[Opening GIVEN PASSAGE section]
‘Don’t compromise children’s immunisation’

Stakeholders at the launch of the campaign

Stakeholders at the launch of the campaign

The Upper East Regional Director of the Ghana Health Service (GHS), Dr Winfred Ofosu, has said that children’s immunisation play major role at ensuring their survival and should not be compromised.

The regional director stated this during the regional launch of the Measles –Rubella and Vitamin Supplementary Vaccination Exercise (SIA) campaign held in Bolgatanga on Tuesday.

The regional director entreated parents and caregivers to ensure that their children were protected adequately through the vaccination, which is carried out periodically by the GHS with support from some development partners.

Dr Ofosu explained that this year’s SIA themed, “Measles and rubella kill, vaccinate your child now for good health,” was very key to ensuring that the nation got the needed human resource base for the future.

He said the immunisation against measles and rubella, which  begun on October 17, and expected to end on October 22, would also support the country’s efforts at  attaining the Universal Health Coverage Access  (UHC) and the Sustainable Development Goals(SDGs) of preventable deaths of newborns and children under five years of age as well as communicable diseases.

The regional director who appealed to all stakeholders including traditional and religious leaders, assembly members, parents, the media, women groups, among others, to support in the mobilisation of eligible children for the exercise, explained that one of the reasons for the periodic measles/rubella immunisation activity was aimed at reaching all eligible children.
[Closing GIVEN PASSAGE section]
Reproduce everything in the measles-rubella campaign article from "The regional director stated" down to "Bolgatanga on Tuesday.", word for word.
[Opening DATA FOR REVIEW section]
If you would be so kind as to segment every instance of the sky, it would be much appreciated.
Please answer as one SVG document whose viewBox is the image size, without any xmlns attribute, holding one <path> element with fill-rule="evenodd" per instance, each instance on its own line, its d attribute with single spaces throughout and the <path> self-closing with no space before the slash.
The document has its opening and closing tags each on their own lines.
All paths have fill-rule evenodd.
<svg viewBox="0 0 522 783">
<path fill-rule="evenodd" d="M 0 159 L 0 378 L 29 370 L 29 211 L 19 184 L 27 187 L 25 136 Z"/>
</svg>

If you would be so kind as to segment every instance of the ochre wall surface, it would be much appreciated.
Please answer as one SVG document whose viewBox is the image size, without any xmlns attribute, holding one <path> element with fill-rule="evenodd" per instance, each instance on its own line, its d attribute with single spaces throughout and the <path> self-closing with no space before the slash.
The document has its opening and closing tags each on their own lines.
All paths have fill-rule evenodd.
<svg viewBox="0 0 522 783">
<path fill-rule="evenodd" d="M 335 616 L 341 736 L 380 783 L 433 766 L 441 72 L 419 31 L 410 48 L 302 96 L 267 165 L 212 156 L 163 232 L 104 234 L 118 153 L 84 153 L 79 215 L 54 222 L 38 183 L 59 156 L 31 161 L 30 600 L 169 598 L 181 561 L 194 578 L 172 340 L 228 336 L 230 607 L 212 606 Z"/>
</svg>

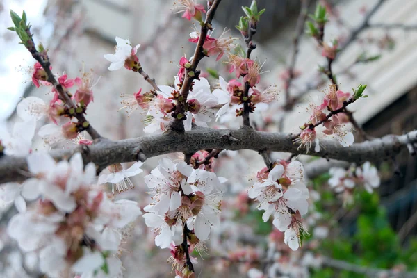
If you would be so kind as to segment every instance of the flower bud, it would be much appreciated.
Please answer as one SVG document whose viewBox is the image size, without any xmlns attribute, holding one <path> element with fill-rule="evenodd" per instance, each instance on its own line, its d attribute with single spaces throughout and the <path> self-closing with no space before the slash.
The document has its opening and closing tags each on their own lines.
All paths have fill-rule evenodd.
<svg viewBox="0 0 417 278">
<path fill-rule="evenodd" d="M 76 124 L 72 122 L 68 122 L 62 126 L 63 134 L 67 139 L 74 139 L 78 135 Z"/>
</svg>

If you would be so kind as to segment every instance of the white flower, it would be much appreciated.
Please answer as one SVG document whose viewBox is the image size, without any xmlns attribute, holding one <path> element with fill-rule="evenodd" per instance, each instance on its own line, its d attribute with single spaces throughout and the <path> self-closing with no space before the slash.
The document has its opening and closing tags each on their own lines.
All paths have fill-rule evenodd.
<svg viewBox="0 0 417 278">
<path fill-rule="evenodd" d="M 111 192 L 113 194 L 115 193 L 115 187 L 116 187 L 119 193 L 127 190 L 129 186 L 131 188 L 133 188 L 134 187 L 133 183 L 132 183 L 129 178 L 142 172 L 143 170 L 140 169 L 142 164 L 142 162 L 138 161 L 128 169 L 123 169 L 123 167 L 120 164 L 111 165 L 109 166 L 111 173 L 100 175 L 98 183 L 112 183 Z"/>
<path fill-rule="evenodd" d="M 81 274 L 80 278 L 111 278 L 122 277 L 122 261 L 115 256 L 106 258 L 107 272 L 101 268 L 97 268 L 94 271 L 85 272 Z"/>
<path fill-rule="evenodd" d="M 222 76 L 219 76 L 219 84 L 220 88 L 214 90 L 213 91 L 213 95 L 217 97 L 218 104 L 223 104 L 223 106 L 219 109 L 215 115 L 216 121 L 222 115 L 227 112 L 230 106 L 230 103 L 231 102 L 231 97 L 227 91 L 227 82 L 226 82 Z"/>
<path fill-rule="evenodd" d="M 215 174 L 204 170 L 194 170 L 187 181 L 193 184 L 190 186 L 193 192 L 190 192 L 186 185 L 183 186 L 184 193 L 190 195 L 193 193 L 202 202 L 201 210 L 195 215 L 194 232 L 200 240 L 206 240 L 208 238 L 211 227 L 220 224 L 218 214 L 220 212 L 220 206 L 224 190 L 221 188 L 220 180 Z"/>
<path fill-rule="evenodd" d="M 38 131 L 38 135 L 42 138 L 46 145 L 49 145 L 56 144 L 66 139 L 62 127 L 54 124 L 48 124 L 42 126 Z"/>
<path fill-rule="evenodd" d="M 284 243 L 294 251 L 300 247 L 300 238 L 292 227 L 284 234 Z"/>
<path fill-rule="evenodd" d="M 179 83 L 178 76 L 175 76 L 175 84 Z M 161 92 L 165 96 L 171 96 L 174 89 L 170 86 L 159 86 Z M 189 104 L 194 105 L 195 110 L 186 113 L 186 120 L 184 121 L 186 131 L 191 130 L 192 123 L 199 126 L 207 126 L 207 122 L 211 122 L 214 117 L 214 111 L 211 108 L 218 104 L 218 99 L 210 90 L 210 84 L 205 78 L 195 80 L 193 90 L 190 91 L 187 101 Z M 193 121 L 194 120 L 194 121 Z"/>
<path fill-rule="evenodd" d="M 170 247 L 172 241 L 176 245 L 182 241 L 182 221 L 172 221 L 170 225 L 165 222 L 165 217 L 154 213 L 143 215 L 145 224 L 158 233 L 155 237 L 155 245 L 164 249 Z M 168 220 L 170 220 L 167 218 Z"/>
<path fill-rule="evenodd" d="M 24 199 L 20 195 L 21 185 L 19 183 L 9 183 L 0 187 L 0 208 L 6 207 L 15 204 L 15 206 L 19 213 L 24 213 L 26 204 Z"/>
<path fill-rule="evenodd" d="M 172 119 L 170 115 L 165 115 L 158 110 L 149 110 L 142 121 L 146 126 L 143 131 L 149 134 L 161 134 Z"/>
<path fill-rule="evenodd" d="M 263 272 L 256 268 L 251 268 L 247 271 L 248 278 L 263 278 Z"/>
<path fill-rule="evenodd" d="M 117 44 L 115 47 L 115 53 L 114 54 L 104 55 L 104 58 L 111 62 L 111 64 L 108 67 L 108 70 L 121 69 L 124 65 L 126 59 L 132 55 L 136 55 L 138 49 L 140 47 L 140 44 L 138 44 L 134 48 L 132 48 L 129 40 L 123 40 L 119 37 L 116 37 L 116 42 Z"/>
<path fill-rule="evenodd" d="M 284 172 L 284 166 L 279 164 L 269 172 L 268 179 L 256 182 L 248 190 L 249 197 L 256 199 L 259 202 L 259 207 L 262 208 L 270 202 L 277 201 L 282 196 L 282 186 L 278 181 Z"/>
<path fill-rule="evenodd" d="M 145 182 L 153 194 L 154 202 L 145 206 L 147 212 L 164 215 L 168 210 L 174 211 L 181 205 L 180 185 L 189 177 L 193 168 L 185 162 L 174 163 L 169 158 L 162 158 L 159 165 L 150 174 L 145 177 Z"/>
<path fill-rule="evenodd" d="M 36 250 L 48 242 L 63 220 L 60 213 L 44 215 L 35 211 L 26 211 L 14 215 L 8 224 L 8 235 L 17 240 L 24 252 Z"/>
<path fill-rule="evenodd" d="M 292 220 L 289 209 L 294 212 L 298 211 L 302 215 L 307 213 L 309 195 L 308 190 L 306 193 L 306 187 L 304 183 L 297 182 L 287 189 L 277 202 L 270 203 L 263 208 L 259 208 L 259 209 L 266 209 L 262 215 L 263 221 L 268 221 L 270 216 L 274 213 L 272 224 L 281 231 L 286 231 L 291 224 Z"/>
<path fill-rule="evenodd" d="M 48 115 L 49 106 L 36 97 L 28 97 L 17 104 L 16 113 L 24 121 L 38 121 Z"/>
<path fill-rule="evenodd" d="M 362 165 L 363 171 L 360 167 L 356 170 L 357 177 L 361 177 L 365 189 L 370 193 L 373 192 L 373 188 L 376 188 L 381 184 L 381 179 L 378 175 L 378 170 L 372 166 L 369 161 L 366 161 Z"/>
<path fill-rule="evenodd" d="M 27 162 L 29 171 L 40 179 L 30 179 L 24 184 L 23 196 L 35 199 L 42 195 L 66 213 L 73 211 L 76 206 L 72 193 L 81 186 L 90 186 L 95 177 L 94 164 L 88 164 L 83 170 L 80 153 L 72 156 L 70 162 L 62 161 L 58 163 L 48 154 L 34 153 L 28 156 Z"/>
<path fill-rule="evenodd" d="M 26 156 L 31 152 L 32 138 L 35 135 L 36 122 L 16 122 L 10 133 L 8 129 L 0 125 L 0 142 L 8 156 Z"/>
</svg>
[Closing DATA FOR REVIEW section]
◆ YOUR SOLUTION
The regional director stated this during the regional launch of the Measles –Rubella and Vitamin Supplementary Vaccination Exercise (SIA) campaign held in Bolgatanga on Tuesday.